• **WORK TO BE COMPLETED**
Filter the listing below down to every line that contains the word "bird". Treat the match as case-sensitive.

### DATA ROWS ###

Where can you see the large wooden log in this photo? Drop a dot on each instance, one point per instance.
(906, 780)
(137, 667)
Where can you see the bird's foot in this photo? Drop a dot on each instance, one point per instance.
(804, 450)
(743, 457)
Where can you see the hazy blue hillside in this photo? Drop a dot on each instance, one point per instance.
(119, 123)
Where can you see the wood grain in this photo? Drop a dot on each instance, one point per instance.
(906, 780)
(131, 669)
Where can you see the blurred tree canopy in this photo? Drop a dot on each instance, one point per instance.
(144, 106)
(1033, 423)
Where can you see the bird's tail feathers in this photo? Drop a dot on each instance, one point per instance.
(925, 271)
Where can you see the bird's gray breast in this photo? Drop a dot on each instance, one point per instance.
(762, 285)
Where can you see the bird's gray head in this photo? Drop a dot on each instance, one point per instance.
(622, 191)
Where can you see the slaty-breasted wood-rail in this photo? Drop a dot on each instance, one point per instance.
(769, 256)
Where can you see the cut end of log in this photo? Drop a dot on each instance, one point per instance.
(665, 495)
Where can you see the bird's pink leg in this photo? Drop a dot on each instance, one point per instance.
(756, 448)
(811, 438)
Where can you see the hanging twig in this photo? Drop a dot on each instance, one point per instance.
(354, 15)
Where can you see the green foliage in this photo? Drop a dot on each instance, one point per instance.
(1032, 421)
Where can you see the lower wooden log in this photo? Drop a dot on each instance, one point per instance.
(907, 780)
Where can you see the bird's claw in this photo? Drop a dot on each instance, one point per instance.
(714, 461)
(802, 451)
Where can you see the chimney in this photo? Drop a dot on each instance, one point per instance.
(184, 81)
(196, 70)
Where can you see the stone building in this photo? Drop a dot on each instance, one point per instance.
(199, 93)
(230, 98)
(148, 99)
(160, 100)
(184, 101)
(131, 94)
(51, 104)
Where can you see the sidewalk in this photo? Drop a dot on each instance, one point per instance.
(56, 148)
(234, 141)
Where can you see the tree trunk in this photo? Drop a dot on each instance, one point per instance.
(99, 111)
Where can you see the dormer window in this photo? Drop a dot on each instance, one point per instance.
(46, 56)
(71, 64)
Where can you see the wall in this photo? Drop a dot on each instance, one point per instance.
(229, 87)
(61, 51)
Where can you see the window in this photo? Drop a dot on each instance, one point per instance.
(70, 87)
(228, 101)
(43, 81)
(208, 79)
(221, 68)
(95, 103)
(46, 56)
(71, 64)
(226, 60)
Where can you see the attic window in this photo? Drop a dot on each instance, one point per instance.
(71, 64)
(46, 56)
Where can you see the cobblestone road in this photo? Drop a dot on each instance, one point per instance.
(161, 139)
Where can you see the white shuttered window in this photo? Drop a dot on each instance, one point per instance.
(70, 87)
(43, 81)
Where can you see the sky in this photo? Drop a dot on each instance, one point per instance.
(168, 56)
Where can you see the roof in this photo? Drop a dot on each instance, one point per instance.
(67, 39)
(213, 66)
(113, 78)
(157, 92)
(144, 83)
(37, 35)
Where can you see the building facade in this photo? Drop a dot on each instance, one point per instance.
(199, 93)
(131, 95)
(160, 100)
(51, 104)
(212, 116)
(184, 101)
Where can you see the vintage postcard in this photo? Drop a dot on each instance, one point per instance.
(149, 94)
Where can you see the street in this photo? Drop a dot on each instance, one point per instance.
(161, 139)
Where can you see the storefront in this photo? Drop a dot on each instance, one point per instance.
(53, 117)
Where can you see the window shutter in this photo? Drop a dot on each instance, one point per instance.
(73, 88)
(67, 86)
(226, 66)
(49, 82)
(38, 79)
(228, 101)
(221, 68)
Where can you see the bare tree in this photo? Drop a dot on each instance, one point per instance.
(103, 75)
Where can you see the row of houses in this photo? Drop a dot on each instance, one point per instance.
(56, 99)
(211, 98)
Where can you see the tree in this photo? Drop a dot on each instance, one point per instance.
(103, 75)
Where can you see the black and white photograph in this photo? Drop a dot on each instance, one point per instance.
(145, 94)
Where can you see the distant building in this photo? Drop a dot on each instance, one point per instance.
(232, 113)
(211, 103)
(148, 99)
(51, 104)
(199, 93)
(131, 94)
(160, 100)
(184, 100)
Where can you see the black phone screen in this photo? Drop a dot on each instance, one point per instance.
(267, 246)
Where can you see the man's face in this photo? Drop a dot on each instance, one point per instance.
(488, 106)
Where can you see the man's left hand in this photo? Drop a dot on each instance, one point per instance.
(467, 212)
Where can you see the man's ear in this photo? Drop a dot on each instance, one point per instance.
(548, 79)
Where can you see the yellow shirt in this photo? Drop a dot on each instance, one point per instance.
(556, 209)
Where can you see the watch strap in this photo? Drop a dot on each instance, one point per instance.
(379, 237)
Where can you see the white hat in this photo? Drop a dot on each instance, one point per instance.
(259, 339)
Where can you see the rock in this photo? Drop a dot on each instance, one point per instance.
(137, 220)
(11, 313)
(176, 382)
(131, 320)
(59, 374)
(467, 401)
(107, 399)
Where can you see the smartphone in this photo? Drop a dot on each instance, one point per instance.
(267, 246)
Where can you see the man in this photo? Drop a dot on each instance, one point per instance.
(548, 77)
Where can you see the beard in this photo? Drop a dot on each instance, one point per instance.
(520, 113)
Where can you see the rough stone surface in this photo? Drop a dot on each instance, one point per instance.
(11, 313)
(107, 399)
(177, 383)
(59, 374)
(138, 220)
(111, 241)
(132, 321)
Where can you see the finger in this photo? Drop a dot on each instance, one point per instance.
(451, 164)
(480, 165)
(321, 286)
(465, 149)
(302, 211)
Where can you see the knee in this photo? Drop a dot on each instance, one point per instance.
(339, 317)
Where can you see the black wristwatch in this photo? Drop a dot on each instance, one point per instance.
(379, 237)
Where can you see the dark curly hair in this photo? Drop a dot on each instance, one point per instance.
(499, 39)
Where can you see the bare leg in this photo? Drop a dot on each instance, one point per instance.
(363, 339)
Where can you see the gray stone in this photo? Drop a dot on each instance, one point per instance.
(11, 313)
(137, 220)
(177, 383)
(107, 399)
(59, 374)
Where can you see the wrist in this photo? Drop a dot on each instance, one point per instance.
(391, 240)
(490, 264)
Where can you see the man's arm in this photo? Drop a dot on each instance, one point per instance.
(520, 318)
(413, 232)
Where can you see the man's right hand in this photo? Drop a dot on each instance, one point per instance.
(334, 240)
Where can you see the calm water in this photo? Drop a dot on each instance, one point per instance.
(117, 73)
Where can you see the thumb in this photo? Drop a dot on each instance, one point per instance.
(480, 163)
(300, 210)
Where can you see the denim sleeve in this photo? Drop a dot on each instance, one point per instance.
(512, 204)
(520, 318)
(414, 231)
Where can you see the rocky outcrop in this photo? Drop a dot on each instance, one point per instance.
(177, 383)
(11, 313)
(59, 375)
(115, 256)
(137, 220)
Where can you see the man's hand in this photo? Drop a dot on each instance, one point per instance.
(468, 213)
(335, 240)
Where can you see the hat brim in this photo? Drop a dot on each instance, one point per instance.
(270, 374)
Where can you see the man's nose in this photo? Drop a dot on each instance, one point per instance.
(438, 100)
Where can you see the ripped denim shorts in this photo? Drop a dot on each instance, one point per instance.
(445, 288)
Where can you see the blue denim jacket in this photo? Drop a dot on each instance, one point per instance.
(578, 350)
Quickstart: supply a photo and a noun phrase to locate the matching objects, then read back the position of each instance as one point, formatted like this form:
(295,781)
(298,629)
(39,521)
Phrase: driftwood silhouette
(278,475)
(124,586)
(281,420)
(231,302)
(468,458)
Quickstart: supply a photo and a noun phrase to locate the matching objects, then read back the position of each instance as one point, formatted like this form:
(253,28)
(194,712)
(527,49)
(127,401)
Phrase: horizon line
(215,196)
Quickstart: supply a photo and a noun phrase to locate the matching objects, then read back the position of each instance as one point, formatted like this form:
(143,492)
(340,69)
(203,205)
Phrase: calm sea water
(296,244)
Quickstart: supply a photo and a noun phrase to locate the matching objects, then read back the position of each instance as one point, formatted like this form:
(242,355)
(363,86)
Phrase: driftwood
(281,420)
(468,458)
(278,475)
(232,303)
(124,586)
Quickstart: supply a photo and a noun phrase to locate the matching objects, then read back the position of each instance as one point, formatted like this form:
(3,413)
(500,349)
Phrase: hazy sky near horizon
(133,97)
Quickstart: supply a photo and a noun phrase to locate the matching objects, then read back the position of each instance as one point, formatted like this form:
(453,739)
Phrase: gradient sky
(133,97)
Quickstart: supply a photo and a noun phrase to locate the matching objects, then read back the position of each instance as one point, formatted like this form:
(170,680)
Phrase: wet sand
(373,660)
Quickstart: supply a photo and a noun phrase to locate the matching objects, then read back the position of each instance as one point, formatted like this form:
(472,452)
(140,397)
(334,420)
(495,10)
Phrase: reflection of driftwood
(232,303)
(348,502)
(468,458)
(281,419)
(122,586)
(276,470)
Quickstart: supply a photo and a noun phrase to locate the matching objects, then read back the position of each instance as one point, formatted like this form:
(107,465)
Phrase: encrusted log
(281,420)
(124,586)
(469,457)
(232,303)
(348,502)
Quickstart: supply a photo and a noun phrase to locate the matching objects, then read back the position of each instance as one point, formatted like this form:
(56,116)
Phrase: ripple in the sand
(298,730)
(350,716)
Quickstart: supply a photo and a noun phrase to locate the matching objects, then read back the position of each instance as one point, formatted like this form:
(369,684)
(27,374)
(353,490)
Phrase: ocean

###

• **COMPLETED EXERCISE**
Where can you see the bird's foot in this photo? Drop a dot on each instance, one point per instance.
Where can you see the bird's tail feathers in this photo? Drop a dot on each instance, one point per instance.
Where can you see the bird's gray breast in this photo? Drop a dot on each instance, one point per instance.
Where can you see the bird's gray head in this photo? Drop a dot on each instance, one point per instance.
Where can you see the bird's pink leg in this photo? Drop a dot on each instance, one point per instance.
Where can you see the bird's claw in this photo? Drop a dot on each instance, one point per instance.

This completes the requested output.